Each record must be printed again exactly as given.

_ _ _ _ _

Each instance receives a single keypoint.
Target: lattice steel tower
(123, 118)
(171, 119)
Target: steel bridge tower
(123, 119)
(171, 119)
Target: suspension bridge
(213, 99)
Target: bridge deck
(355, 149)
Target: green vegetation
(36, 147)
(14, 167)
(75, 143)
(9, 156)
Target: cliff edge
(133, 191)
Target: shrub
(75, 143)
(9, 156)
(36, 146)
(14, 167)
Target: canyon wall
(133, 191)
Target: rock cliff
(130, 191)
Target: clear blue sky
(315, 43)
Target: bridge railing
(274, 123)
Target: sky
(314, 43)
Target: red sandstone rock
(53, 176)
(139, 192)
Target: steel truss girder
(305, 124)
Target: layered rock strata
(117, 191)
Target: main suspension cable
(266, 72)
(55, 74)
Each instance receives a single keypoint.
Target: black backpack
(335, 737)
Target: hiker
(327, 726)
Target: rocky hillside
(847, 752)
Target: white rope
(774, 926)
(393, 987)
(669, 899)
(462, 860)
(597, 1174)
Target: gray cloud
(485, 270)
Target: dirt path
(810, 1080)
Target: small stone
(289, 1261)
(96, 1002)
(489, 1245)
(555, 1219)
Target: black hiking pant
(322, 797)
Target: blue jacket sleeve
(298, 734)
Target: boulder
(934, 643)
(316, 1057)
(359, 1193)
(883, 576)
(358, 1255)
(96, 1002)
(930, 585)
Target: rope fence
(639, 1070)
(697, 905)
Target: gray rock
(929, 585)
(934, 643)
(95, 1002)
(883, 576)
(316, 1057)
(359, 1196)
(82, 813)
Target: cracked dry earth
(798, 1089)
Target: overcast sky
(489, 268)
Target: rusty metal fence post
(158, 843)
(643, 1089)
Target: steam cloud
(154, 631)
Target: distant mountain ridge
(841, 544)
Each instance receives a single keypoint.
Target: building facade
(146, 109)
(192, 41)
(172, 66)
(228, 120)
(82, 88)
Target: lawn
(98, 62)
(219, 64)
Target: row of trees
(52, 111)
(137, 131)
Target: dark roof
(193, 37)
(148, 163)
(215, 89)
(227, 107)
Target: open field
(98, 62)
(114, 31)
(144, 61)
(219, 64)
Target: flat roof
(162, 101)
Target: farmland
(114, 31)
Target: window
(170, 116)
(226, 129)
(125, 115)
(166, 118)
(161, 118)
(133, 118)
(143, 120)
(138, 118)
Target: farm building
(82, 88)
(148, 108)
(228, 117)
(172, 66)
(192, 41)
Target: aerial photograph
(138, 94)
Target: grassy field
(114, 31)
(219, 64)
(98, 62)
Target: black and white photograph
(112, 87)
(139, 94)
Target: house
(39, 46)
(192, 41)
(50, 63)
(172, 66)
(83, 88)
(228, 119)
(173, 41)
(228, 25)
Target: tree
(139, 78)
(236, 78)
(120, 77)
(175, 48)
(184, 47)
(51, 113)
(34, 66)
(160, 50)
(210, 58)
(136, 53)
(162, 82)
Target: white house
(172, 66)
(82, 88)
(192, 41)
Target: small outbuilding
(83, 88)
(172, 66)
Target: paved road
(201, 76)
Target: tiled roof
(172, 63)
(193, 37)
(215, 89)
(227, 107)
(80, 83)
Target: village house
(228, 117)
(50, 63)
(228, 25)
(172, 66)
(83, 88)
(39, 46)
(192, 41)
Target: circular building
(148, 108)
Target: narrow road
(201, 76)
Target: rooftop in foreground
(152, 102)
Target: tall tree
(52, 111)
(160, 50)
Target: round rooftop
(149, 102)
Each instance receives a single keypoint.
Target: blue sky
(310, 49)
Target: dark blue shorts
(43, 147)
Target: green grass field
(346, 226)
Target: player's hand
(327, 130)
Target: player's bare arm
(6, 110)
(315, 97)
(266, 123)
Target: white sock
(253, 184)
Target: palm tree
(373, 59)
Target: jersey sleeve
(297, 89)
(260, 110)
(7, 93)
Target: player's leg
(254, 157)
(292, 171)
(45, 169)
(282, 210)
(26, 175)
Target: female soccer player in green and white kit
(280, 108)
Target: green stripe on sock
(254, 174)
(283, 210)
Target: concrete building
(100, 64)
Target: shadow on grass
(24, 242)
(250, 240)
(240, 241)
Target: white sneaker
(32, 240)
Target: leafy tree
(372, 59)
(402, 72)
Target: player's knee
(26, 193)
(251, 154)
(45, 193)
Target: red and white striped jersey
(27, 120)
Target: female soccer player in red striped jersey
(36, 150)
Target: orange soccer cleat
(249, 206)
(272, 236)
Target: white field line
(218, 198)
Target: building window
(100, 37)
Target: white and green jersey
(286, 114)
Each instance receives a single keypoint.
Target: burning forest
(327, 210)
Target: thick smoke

_ _ _ _ _

Written response >>
Each instance receives a single keypoint.
Target: lattice steel tower
(123, 118)
(171, 119)
Target: steel bridge tower
(123, 119)
(171, 119)
Target: suspension bridge
(213, 99)
Target: bridge deck
(355, 149)
Target: green vegetation
(36, 147)
(14, 167)
(75, 143)
(9, 156)
Target: cliff edge
(133, 191)
Target: shrub
(75, 143)
(9, 156)
(36, 146)
(14, 167)
Target: canyon wall
(133, 191)
Target: rock cliff
(130, 191)
Target: clear blue sky
(315, 43)
Target: bridge railing
(274, 123)
Target: sky
(314, 43)
Target: red sandstone rock
(53, 176)
(139, 192)
Target: steel truss girder
(305, 124)
Target: layered rock strata
(117, 191)
Target: main suspension cable
(266, 72)
(55, 74)
Each instance receives a single keypoint.
Target: black backpack
(335, 737)
Target: hiker
(327, 726)
Target: rocky hillside
(847, 752)
Target: white rope
(774, 926)
(393, 987)
(669, 899)
(462, 860)
(597, 1174)
Target: gray cloud
(485, 270)
Target: dirt path
(810, 1080)
Target: small stone
(289, 1261)
(96, 1002)
(489, 1245)
(555, 1219)
Target: black hiking pant
(322, 797)
Target: blue jacket sleeve
(298, 734)
Target: boulder
(934, 643)
(316, 1057)
(359, 1193)
(883, 576)
(358, 1255)
(96, 1002)
(930, 585)
Target: rope fence
(639, 1070)
(697, 905)
Target: gray rock
(929, 585)
(934, 643)
(95, 1002)
(883, 576)
(316, 1057)
(359, 1196)
(82, 813)
Target: cracked dry earth
(798, 1089)
Target: overcast sky
(489, 268)
Target: rusty metal fence post
(158, 843)
(643, 1089)
Target: steam cloud
(154, 631)
Target: distant mountain ridge
(841, 544)
Each instance receives a single keypoint.
Target: building facade
(146, 109)
(192, 41)
(172, 66)
(228, 120)
(82, 88)
Target: lawn
(98, 62)
(219, 64)
Target: row of trees
(52, 111)
(137, 131)
Target: dark roof
(193, 37)
(148, 163)
(215, 89)
(227, 107)
Target: open field
(98, 62)
(114, 31)
(144, 61)
(219, 64)
Target: flat roof
(162, 101)
Target: farmland
(114, 31)
Target: window
(170, 116)
(226, 129)
(125, 115)
(166, 118)
(161, 118)
(133, 118)
(143, 120)
(138, 118)
Target: farm building
(82, 88)
(148, 108)
(228, 117)
(172, 66)
(192, 41)
Target: aerial photograph
(138, 94)
Target: grassy field
(114, 31)
(219, 64)
(98, 62)
Target: black and white photograph
(112, 87)
(139, 94)
Target: house
(39, 46)
(192, 41)
(50, 63)
(172, 66)
(83, 88)
(228, 119)
(173, 41)
(228, 25)
Target: tree
(139, 78)
(236, 78)
(120, 77)
(175, 48)
(184, 47)
(51, 113)
(34, 66)
(160, 50)
(210, 58)
(136, 53)
(162, 82)
Target: white house
(172, 66)
(82, 88)
(192, 41)
Target: small outbuilding
(83, 88)
(172, 66)
Target: paved road
(201, 76)
Target: tiled roof
(172, 63)
(193, 37)
(215, 89)
(227, 107)
(80, 83)
Target: village house
(228, 117)
(50, 63)
(228, 25)
(172, 66)
(83, 88)
(39, 46)
(192, 41)
Target: circular building
(148, 108)
Target: narrow road
(201, 76)
Target: rooftop in foreground
(152, 102)
Target: tall tree
(52, 111)
(160, 50)
Target: round rooftop
(149, 102)
Each instance receives a single keypoint.
Target: blue sky
(310, 49)
Target: dark blue shorts
(43, 147)
Target: green grass field
(346, 226)
Target: player's hand
(327, 130)
Target: player's bare arm
(6, 110)
(315, 97)
(266, 123)
Target: white sock
(253, 184)
Target: palm tree
(373, 59)
Target: jersey sleeve
(297, 89)
(260, 110)
(7, 93)
Target: player's leg
(254, 157)
(292, 171)
(45, 169)
(282, 210)
(26, 175)
Target: female soccer player in green and white kit
(280, 108)
Target: green stripe on sock
(254, 174)
(283, 210)
Target: concrete building
(100, 64)
Target: shadow on grass
(24, 242)
(250, 240)
(240, 241)
Target: white sneaker
(32, 240)
Target: leafy tree
(372, 59)
(402, 72)
Target: player's knee
(26, 193)
(251, 154)
(45, 193)
Target: red and white striped jersey
(27, 120)
Target: female soccer player in red striped jersey
(36, 150)
Target: orange soccer cleat
(249, 206)
(272, 236)
Target: white field line
(218, 198)
Target: building window
(100, 37)
Target: white and green jersey
(286, 114)
Each instance receives a single keypoint.
Target: burning forest
(327, 210)
Target: thick smoke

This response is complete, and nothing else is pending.